WHAT IS ASKED
Pull out each line in the rows below that contains the string "monument". Case counts, so only lines with that exact capitalization qualify.

── RECORDS PROVIDED ──

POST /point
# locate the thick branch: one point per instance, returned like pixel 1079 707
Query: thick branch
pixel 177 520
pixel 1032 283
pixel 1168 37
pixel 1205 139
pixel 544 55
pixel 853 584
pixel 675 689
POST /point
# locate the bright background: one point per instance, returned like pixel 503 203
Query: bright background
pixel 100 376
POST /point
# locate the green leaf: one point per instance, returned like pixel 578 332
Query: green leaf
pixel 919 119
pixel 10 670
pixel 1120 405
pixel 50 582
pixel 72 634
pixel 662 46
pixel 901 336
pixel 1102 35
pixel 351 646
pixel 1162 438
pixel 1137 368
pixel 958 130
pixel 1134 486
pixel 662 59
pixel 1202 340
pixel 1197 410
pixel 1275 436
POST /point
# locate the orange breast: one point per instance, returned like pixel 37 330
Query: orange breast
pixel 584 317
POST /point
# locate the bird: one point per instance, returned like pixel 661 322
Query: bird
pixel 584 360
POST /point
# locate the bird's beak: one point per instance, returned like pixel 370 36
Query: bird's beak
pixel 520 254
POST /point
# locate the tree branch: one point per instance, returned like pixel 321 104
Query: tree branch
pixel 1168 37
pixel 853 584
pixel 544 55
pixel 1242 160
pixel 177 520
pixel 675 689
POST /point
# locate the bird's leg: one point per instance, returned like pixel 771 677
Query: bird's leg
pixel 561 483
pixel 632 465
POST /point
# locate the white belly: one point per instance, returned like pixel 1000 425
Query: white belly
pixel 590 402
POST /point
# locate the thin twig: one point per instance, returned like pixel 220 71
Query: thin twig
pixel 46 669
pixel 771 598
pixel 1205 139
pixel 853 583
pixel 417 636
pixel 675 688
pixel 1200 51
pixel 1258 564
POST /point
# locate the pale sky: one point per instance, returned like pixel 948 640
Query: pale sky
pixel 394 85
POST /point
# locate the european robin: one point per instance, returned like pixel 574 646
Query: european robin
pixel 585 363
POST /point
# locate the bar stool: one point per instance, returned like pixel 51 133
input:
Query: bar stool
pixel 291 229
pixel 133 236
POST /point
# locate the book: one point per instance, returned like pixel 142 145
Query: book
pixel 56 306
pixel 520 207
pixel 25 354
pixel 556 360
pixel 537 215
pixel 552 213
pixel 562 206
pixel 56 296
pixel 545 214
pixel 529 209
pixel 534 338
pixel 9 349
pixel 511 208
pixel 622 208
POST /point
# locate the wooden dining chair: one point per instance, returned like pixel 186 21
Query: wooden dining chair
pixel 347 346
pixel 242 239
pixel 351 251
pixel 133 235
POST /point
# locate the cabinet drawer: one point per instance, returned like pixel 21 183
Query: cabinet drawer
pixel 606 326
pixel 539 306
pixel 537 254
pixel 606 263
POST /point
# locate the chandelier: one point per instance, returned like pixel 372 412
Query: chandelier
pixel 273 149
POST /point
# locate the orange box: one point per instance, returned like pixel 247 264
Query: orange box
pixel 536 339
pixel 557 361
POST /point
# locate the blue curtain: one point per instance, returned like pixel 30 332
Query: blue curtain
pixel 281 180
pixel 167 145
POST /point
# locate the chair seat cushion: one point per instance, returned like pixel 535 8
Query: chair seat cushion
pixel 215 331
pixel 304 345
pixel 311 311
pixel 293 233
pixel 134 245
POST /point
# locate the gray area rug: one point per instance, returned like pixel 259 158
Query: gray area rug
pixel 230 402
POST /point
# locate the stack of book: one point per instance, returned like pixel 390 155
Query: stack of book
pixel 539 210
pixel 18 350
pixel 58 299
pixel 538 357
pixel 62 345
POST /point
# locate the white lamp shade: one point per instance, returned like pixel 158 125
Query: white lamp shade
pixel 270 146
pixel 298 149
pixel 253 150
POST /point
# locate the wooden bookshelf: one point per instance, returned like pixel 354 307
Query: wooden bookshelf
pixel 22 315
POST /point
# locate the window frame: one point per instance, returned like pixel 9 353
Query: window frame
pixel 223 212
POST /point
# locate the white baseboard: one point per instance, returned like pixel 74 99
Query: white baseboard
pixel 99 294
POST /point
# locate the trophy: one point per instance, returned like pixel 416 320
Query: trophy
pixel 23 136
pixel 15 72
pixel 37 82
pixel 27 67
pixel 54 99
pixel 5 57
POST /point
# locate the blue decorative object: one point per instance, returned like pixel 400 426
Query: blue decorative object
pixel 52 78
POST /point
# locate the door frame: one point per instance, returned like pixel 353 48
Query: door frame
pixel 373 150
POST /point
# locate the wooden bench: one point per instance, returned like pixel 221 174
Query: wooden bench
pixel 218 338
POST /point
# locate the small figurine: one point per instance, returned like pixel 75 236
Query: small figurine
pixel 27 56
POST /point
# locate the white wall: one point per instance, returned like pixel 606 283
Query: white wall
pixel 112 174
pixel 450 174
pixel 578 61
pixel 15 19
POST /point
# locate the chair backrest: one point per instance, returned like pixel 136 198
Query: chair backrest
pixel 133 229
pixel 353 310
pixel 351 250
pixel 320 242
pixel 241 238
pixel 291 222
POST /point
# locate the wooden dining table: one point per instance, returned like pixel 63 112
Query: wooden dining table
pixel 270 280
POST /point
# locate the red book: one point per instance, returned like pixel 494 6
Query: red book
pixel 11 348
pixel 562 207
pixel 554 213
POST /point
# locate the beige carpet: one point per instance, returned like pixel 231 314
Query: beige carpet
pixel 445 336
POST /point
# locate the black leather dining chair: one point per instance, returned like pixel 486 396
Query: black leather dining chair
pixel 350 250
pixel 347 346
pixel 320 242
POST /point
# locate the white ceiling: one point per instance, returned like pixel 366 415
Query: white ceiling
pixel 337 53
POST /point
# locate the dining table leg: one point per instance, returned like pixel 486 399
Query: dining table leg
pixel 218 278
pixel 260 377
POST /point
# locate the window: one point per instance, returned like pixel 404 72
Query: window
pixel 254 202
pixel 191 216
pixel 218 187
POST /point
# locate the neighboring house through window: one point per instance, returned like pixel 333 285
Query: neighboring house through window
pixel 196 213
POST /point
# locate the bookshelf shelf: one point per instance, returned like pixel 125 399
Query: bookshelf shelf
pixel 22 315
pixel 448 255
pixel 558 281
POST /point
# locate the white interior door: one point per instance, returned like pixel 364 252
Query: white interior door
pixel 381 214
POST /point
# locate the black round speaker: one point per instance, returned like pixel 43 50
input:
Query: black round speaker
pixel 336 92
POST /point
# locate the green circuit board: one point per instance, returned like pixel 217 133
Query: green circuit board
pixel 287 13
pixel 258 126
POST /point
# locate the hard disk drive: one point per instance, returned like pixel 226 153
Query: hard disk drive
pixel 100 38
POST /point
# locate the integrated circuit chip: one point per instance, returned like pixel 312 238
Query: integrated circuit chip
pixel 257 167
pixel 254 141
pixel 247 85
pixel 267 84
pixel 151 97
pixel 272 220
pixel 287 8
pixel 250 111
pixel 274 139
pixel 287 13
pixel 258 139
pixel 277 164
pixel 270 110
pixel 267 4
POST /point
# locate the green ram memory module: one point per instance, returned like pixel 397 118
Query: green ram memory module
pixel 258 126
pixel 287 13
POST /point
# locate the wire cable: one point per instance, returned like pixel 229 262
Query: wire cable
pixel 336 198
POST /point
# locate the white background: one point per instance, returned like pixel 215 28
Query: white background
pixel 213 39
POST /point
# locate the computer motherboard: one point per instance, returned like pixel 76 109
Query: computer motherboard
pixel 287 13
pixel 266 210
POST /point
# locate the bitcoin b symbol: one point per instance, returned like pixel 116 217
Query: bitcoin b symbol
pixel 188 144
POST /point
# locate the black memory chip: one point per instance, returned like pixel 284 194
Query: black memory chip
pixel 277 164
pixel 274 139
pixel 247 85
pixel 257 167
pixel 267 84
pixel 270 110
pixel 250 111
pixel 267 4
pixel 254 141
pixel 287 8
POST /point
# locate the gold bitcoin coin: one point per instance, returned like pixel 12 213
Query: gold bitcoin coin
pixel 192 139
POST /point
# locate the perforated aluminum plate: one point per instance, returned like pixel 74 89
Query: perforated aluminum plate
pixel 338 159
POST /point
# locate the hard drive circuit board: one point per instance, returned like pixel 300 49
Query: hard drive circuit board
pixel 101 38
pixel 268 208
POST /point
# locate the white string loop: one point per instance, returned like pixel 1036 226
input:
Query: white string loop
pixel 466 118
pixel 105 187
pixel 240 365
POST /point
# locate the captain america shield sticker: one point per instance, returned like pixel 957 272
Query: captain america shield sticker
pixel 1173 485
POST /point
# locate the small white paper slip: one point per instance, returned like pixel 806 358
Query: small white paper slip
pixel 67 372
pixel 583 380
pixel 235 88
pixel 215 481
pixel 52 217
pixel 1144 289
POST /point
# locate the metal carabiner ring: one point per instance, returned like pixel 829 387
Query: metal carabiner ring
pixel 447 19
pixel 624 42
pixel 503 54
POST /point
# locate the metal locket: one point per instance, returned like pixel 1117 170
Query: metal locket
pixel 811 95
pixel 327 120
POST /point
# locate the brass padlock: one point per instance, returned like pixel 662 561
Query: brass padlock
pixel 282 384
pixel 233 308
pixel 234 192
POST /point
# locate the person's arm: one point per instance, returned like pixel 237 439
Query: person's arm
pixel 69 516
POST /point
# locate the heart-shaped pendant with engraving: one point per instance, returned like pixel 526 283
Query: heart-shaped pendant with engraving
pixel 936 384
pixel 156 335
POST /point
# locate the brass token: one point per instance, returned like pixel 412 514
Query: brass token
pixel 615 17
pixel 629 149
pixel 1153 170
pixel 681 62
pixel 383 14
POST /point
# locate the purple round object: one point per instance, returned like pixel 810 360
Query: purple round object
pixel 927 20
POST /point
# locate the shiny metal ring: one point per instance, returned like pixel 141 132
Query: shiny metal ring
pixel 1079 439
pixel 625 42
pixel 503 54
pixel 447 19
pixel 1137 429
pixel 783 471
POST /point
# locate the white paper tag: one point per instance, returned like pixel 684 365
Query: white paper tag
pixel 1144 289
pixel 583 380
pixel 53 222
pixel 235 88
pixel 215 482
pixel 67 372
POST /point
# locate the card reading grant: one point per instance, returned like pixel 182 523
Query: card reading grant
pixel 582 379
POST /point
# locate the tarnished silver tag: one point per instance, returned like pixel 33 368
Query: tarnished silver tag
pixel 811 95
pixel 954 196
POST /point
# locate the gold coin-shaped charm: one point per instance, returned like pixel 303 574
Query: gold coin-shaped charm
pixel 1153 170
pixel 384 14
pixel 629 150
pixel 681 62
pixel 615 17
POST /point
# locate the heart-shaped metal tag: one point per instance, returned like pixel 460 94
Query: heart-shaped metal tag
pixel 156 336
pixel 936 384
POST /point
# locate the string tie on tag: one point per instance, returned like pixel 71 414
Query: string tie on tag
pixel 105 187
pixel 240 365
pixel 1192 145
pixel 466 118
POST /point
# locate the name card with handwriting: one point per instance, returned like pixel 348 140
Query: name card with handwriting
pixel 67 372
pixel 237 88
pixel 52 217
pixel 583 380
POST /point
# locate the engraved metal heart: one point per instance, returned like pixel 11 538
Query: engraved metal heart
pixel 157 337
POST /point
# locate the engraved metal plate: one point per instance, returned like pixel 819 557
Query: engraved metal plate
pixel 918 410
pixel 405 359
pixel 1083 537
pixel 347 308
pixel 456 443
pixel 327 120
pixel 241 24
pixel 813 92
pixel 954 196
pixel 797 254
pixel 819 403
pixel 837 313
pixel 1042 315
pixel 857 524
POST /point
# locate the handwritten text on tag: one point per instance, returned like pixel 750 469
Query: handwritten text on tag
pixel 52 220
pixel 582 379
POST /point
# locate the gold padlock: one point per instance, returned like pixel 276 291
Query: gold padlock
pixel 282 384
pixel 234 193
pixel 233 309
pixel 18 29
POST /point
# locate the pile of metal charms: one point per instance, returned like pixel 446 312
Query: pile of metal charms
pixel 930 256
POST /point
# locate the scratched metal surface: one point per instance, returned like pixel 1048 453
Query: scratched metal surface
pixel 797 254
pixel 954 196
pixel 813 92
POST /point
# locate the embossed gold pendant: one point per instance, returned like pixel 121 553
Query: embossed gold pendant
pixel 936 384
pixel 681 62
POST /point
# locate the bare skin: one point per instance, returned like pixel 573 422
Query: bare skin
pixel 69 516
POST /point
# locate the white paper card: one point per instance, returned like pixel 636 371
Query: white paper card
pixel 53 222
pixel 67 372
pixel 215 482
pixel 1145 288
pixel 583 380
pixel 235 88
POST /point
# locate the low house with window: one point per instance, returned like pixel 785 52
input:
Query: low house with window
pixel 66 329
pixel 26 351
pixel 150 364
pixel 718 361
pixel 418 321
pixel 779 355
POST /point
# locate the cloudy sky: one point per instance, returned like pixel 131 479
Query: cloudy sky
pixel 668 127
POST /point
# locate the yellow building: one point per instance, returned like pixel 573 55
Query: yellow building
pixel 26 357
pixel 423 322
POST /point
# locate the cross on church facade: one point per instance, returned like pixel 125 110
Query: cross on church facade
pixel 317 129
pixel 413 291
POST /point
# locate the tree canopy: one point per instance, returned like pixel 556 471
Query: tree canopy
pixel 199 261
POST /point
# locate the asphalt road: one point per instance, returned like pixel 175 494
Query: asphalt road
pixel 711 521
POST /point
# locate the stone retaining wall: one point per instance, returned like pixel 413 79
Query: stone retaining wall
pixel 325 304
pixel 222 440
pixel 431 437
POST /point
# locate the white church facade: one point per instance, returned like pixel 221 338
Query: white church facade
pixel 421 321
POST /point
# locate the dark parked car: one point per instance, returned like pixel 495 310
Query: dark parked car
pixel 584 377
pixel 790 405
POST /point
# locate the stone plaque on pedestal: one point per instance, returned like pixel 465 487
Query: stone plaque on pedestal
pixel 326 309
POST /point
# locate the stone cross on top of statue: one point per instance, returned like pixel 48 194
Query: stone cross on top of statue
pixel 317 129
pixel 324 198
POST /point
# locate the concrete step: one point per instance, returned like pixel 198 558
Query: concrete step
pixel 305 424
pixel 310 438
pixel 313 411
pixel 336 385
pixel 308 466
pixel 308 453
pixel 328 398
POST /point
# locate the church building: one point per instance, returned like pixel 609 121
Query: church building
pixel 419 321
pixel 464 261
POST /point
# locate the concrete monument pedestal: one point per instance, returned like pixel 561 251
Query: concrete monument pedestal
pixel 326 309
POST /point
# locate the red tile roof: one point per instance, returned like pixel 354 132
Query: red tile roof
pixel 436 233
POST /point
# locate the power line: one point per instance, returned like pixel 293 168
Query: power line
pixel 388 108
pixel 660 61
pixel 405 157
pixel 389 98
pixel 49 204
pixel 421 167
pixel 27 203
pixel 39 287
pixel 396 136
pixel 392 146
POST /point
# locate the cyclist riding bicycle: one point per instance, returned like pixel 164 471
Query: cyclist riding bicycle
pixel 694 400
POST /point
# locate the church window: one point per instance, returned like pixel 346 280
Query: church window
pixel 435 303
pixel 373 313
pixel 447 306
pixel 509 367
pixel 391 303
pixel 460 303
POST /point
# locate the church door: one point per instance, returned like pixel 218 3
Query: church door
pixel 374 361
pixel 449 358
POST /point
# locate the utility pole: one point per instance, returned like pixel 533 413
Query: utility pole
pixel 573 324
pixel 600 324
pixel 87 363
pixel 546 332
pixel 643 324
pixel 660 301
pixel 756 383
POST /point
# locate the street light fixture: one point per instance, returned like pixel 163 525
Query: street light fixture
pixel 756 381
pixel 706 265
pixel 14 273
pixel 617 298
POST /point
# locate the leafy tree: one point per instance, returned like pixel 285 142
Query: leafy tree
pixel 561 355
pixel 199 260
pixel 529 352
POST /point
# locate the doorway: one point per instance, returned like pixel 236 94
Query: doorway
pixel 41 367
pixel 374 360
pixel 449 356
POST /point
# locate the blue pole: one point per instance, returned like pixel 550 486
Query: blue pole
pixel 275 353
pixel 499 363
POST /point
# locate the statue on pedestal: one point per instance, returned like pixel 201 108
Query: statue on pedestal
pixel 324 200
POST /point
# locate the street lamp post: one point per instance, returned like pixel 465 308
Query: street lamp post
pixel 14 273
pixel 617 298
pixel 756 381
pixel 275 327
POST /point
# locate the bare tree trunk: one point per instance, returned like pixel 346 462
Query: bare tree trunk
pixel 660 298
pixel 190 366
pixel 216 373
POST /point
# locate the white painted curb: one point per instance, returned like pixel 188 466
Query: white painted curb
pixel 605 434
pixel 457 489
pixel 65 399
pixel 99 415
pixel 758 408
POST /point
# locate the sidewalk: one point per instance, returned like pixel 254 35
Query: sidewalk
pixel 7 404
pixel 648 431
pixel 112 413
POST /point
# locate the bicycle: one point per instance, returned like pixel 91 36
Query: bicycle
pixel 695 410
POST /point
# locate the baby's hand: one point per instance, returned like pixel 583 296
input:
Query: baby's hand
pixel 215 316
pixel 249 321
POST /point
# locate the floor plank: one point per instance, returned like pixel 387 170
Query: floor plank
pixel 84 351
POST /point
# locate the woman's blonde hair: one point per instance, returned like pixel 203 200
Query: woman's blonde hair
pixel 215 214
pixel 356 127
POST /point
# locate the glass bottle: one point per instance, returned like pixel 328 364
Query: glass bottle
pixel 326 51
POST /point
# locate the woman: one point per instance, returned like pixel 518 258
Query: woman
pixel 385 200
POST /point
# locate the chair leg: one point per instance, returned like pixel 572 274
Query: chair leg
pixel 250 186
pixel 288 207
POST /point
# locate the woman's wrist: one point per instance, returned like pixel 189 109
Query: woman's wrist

───

WRITTEN RESPONSE
# locate the concrete monument pedestal: one point per instance, returned like pixel 561 251
Query: concrete monument pedestal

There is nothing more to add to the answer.